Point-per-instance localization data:
Segment Open
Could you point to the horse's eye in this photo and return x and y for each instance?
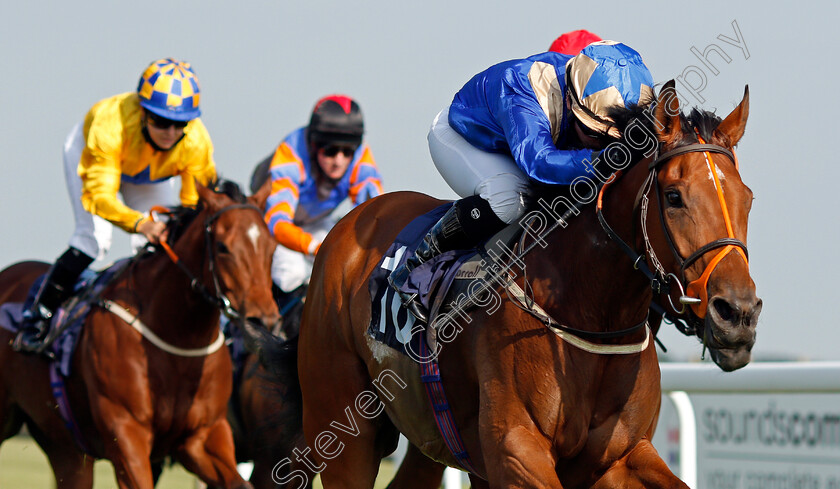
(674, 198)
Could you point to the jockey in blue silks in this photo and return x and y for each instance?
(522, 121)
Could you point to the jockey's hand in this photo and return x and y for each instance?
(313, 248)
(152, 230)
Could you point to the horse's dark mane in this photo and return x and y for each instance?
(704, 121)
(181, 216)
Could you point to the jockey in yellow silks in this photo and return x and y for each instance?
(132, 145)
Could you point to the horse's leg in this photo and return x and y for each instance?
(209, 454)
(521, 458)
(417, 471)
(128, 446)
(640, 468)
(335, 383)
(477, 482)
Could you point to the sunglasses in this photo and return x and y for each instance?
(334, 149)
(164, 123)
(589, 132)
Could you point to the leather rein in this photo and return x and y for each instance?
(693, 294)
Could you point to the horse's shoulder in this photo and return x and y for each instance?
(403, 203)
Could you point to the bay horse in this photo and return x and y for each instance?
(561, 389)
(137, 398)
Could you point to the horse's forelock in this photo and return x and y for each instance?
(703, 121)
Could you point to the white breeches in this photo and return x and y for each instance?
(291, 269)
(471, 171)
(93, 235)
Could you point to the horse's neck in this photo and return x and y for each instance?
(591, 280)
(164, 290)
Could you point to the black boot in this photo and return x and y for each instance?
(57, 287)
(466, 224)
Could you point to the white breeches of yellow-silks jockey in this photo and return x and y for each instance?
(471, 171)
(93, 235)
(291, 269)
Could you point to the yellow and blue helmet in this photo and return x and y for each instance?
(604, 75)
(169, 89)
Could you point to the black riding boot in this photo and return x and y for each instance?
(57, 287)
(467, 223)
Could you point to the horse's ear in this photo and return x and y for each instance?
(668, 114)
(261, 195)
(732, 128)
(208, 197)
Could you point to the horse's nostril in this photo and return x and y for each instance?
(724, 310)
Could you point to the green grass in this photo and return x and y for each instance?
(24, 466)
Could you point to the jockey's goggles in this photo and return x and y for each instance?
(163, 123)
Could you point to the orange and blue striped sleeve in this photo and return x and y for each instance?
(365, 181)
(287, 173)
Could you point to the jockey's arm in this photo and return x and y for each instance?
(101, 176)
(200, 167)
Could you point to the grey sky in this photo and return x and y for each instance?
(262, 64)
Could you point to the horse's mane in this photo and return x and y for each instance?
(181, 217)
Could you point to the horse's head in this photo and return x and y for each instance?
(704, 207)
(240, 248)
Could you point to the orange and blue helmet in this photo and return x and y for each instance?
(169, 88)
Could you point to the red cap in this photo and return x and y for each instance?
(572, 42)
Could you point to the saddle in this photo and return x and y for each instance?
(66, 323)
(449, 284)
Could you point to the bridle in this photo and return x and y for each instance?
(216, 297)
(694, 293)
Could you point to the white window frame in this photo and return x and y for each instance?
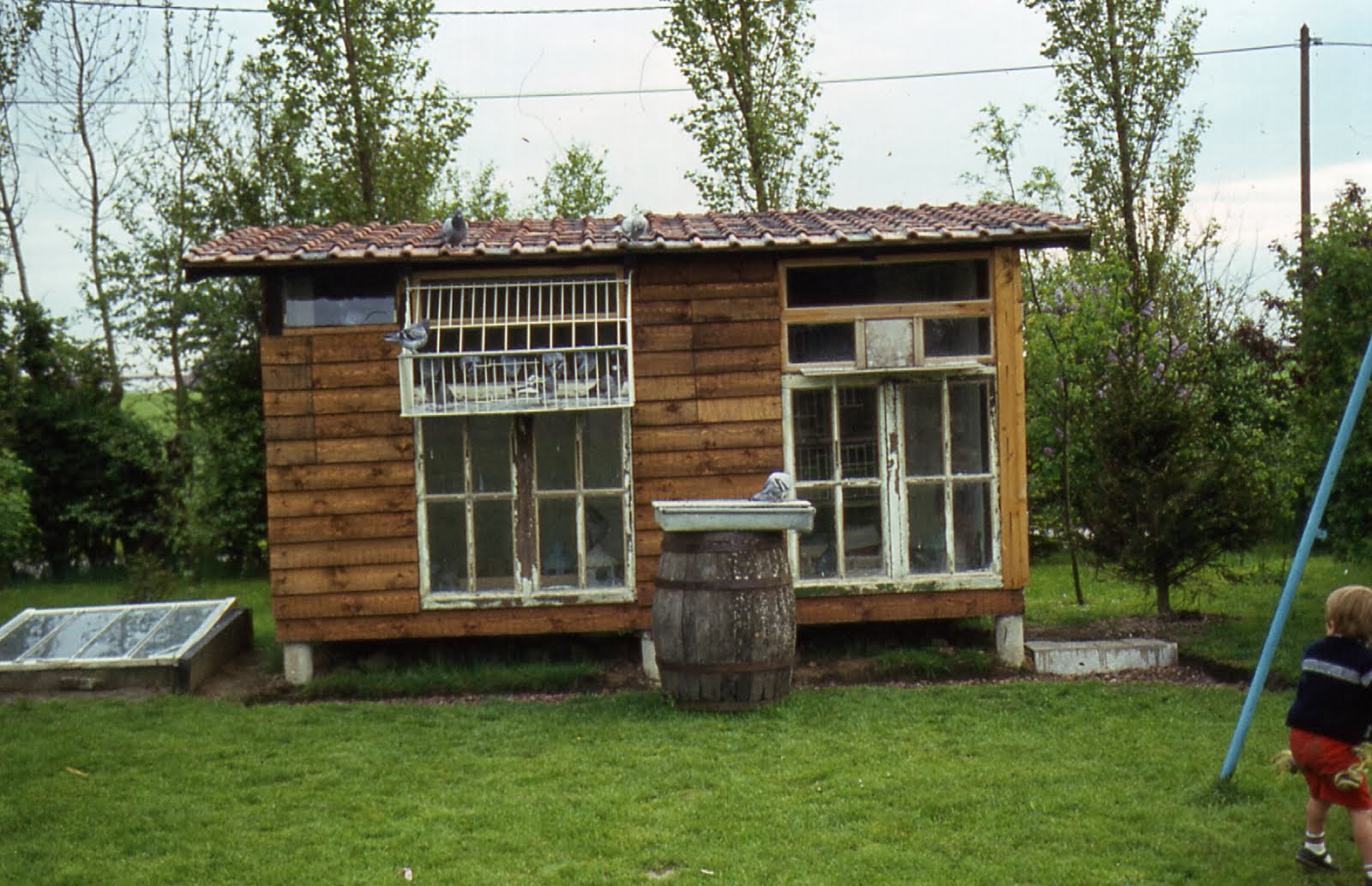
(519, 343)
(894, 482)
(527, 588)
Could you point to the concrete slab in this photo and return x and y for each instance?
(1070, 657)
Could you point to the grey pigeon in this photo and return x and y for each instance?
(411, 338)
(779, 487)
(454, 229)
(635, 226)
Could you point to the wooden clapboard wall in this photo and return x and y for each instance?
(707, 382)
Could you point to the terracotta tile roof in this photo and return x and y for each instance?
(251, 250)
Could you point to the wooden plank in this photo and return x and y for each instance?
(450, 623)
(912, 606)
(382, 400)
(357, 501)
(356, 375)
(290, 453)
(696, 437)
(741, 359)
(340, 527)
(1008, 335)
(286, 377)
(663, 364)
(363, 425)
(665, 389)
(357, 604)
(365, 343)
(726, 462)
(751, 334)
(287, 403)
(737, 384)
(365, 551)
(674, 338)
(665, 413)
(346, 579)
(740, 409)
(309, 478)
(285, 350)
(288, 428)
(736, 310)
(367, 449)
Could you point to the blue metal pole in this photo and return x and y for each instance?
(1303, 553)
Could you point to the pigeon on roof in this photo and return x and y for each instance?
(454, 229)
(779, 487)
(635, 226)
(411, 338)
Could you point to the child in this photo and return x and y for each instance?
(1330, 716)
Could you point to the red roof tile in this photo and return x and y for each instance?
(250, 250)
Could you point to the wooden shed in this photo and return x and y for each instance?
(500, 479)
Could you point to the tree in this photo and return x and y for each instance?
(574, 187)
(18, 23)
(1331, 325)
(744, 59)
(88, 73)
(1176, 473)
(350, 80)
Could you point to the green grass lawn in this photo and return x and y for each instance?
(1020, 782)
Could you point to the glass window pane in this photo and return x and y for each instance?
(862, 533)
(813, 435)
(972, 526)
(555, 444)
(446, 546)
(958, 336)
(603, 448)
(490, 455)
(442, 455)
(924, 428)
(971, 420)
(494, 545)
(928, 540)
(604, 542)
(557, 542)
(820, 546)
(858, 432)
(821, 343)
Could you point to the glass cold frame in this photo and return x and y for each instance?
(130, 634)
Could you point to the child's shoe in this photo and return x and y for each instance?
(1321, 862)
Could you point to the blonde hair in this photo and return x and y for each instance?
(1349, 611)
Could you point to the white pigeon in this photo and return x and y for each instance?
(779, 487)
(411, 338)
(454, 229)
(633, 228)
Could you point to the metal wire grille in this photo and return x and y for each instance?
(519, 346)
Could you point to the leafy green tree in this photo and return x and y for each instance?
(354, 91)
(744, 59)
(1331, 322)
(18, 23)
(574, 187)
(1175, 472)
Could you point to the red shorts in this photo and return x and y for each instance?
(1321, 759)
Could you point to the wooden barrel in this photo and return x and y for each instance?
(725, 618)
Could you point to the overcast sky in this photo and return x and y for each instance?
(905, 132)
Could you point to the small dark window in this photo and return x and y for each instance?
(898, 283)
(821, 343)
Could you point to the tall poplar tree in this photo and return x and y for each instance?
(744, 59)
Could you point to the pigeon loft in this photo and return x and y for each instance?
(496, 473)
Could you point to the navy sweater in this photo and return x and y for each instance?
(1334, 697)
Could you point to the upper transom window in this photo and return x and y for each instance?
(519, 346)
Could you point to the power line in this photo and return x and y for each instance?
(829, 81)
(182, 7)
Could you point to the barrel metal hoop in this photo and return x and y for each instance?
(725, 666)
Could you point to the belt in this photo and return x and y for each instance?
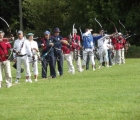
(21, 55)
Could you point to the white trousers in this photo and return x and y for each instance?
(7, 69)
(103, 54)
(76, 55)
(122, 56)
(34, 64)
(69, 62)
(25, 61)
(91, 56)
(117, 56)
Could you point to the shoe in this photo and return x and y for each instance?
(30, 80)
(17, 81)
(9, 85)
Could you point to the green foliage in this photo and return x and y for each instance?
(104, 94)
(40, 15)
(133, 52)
Segment Closed
Could you reproduce all of the data above exactly and skip any image?

Could you point to the horse's eye in this photo and return x and y for each instance?
(674, 198)
Could you point to the jockey in blue silks in this photo and return x and y for each instance?
(522, 121)
Could you point to the jockey's hand in this photo and return x and y for each instance?
(313, 248)
(152, 230)
Could you point to the horse's dark mane in this photo and return x and y for each instance?
(704, 121)
(181, 216)
Could you point to the jockey in yellow silks in this photo and return x and y for each instance?
(132, 145)
Could you point to the horse's leg in this photo and return x and y for each instance?
(209, 454)
(521, 458)
(417, 471)
(128, 446)
(640, 468)
(335, 383)
(477, 482)
Could you point to the sunglasses in this photo and return x and y for each instance?
(334, 149)
(164, 123)
(589, 132)
Could you point to the leather rein in this photo and return x and y for each instance?
(693, 294)
Could you point to the horse's shoulder in this photo and return x and y for each instance?
(403, 203)
Could you point to the bay horse in this photo and return x and y for each instance?
(561, 389)
(137, 398)
Could you point to the horse's forelock in this photo and return x and y for each instance?
(703, 121)
Could you point to the white breeches in this photo and return x and y for each instance?
(291, 269)
(471, 171)
(93, 235)
Could you point to the horse's neck in this photo and return x and y for each instance?
(591, 280)
(164, 290)
Could you point to the black boot in this photo and return x and y for each instance?
(57, 287)
(466, 224)
Could you point to the white breeches of yellow-silks jockey in this photo and return x and y for each instance?
(471, 171)
(93, 235)
(291, 269)
Could you point to the yellow and blue helmet in this photo and return x and y for each instance?
(604, 75)
(169, 89)
Could you point to the black riding boot in this photo and return x and y for each instance?
(57, 287)
(467, 223)
Could you point to the horse's ear in this photo and return x and y for each instance?
(668, 114)
(261, 195)
(732, 128)
(208, 197)
Could you point to the horse's nostril in this photo and return x and y for each instance?
(724, 310)
Could you point to the green grass in this photo and return x and y for each instance?
(24, 466)
Could you point to the jockey's goggles in this photo and return x and y for each instance?
(163, 123)
Could you point to the orange and blue striped sleeve in this photo and return x and y for each instance?
(365, 181)
(287, 173)
Could you point to the jockey's arm in this photo and return x and y for each instance?
(101, 176)
(200, 167)
Could you point to the grey sky in this photo and return x and y for each instance?
(262, 64)
Could you point to the horse's mane in this photo and return x and y for each instance?
(181, 217)
Could you point to the horse's head in this photo and return x and y for each instance?
(704, 207)
(240, 248)
Could you point to the orange and blue helmet in this photo and return x and y for each instance?
(169, 88)
Could you point to the red cap in this photo and return x and y for each instance?
(572, 42)
Could you point to the saddle in this photo and return x and y for each instance?
(66, 323)
(449, 284)
Could you point to the bridle in this photo and return x and y for each instance?
(216, 297)
(694, 293)
Could you point to the white window frame in this photo and return x and y for each instance?
(519, 343)
(894, 482)
(527, 588)
Could you point to the concrete slab in this photo and return x and y for each instance?
(1070, 657)
Could you point to the grey pigeon in this photo and return x and y for each instance?
(411, 338)
(779, 487)
(454, 229)
(635, 226)
Could you point to the wooden clapboard wall in this photo and return x and y for each instance?
(707, 382)
Could you point to the terracotta tile roof in this photo and return x and y for each instance?
(251, 250)
Could you point to the wooden plank in this photo and return x and y for each instance?
(450, 623)
(912, 606)
(382, 400)
(357, 501)
(356, 375)
(290, 453)
(696, 437)
(741, 359)
(340, 527)
(1008, 335)
(286, 377)
(663, 364)
(363, 425)
(665, 389)
(357, 604)
(365, 343)
(726, 462)
(751, 334)
(287, 403)
(737, 384)
(365, 551)
(674, 338)
(665, 413)
(346, 579)
(740, 409)
(309, 478)
(285, 350)
(288, 428)
(736, 310)
(367, 449)
Could you point to the blue metal pole in this photo and return x and y for each instance?
(1303, 553)
Could you point to the pigeon on roof in this photo and return x and y for each instance?
(454, 229)
(779, 487)
(635, 226)
(411, 338)
Could you point to the child in this photo and return x and y for each instance?
(1330, 716)
Could you point to the red roof tile in this photo and return x and y for each instance?
(250, 250)
Could you point to the wooden shed in this photo and return x and y for each instance?
(500, 479)
Could you point to the tree in this photo and return x and y for each instance?
(574, 187)
(18, 23)
(1331, 325)
(744, 59)
(88, 73)
(1176, 473)
(350, 80)
Could you point to the green grass lawn in this photo and return x and y for each instance?
(1020, 782)
Could you point to the glass window pane in this photo and return x and y for each instance?
(862, 533)
(813, 435)
(972, 526)
(555, 444)
(446, 546)
(958, 336)
(603, 448)
(490, 455)
(442, 455)
(924, 428)
(971, 420)
(494, 545)
(928, 540)
(604, 542)
(557, 542)
(820, 546)
(858, 432)
(821, 343)
Could you point to the glass cold frame in this photo and return x and y for each instance?
(130, 634)
Could you point to the child's shoe in this photo and return x and y for each instance?
(1321, 862)
Could you point to the blonde hair in this photo and return x and y for each instance?
(1349, 611)
Could you point to the white pigeon in this photo and return x and y for each instance?
(779, 487)
(411, 338)
(454, 229)
(633, 228)
Could you point to the metal wire grille in this photo and return x and y for each instance?
(519, 346)
Could you point to the leafy green tree in this photo and return x and y for each instance?
(354, 91)
(744, 59)
(1331, 322)
(18, 23)
(574, 187)
(1175, 472)
Could you point to the red shorts in this photo and return x and y for each instance?
(1321, 759)
Could you point to the wooden barrel in this photo and return x and y for each instance?
(725, 618)
Could you point to the overcast sky in this photo and return x and y for each instance?
(905, 132)
Could you point to the small dark window in this photo and return x and y for each instance?
(898, 283)
(821, 343)
Could you point to the tall poplar tree in this photo and return x and y for each instance?
(744, 59)
Could you point to the pigeon loft in this photo and return x and y for each instance?
(496, 473)
Could you point to the navy sweater in this photo and return x and y for each instance?
(1334, 697)
Could you point to the upper transom window in this photo and return x and y for each instance?
(519, 346)
Could you point to the power line in this photo and return x and y for each instance?
(829, 81)
(182, 7)
Could you point to the barrel metal hoop in this photo and return x and y for each instance?
(725, 666)
Could you point to the belt in this photo and return x and y for each instance?
(21, 55)
Could you point to the white trousers in this photo and return x and y for each instance?
(7, 69)
(103, 54)
(76, 55)
(122, 56)
(34, 64)
(69, 62)
(25, 61)
(91, 56)
(117, 56)
Could you point to the shoe in this photo and return x and y for each instance?
(30, 80)
(17, 81)
(9, 85)
Could you point to the green foliage in this photo and return x and y for each instance?
(104, 94)
(40, 15)
(133, 52)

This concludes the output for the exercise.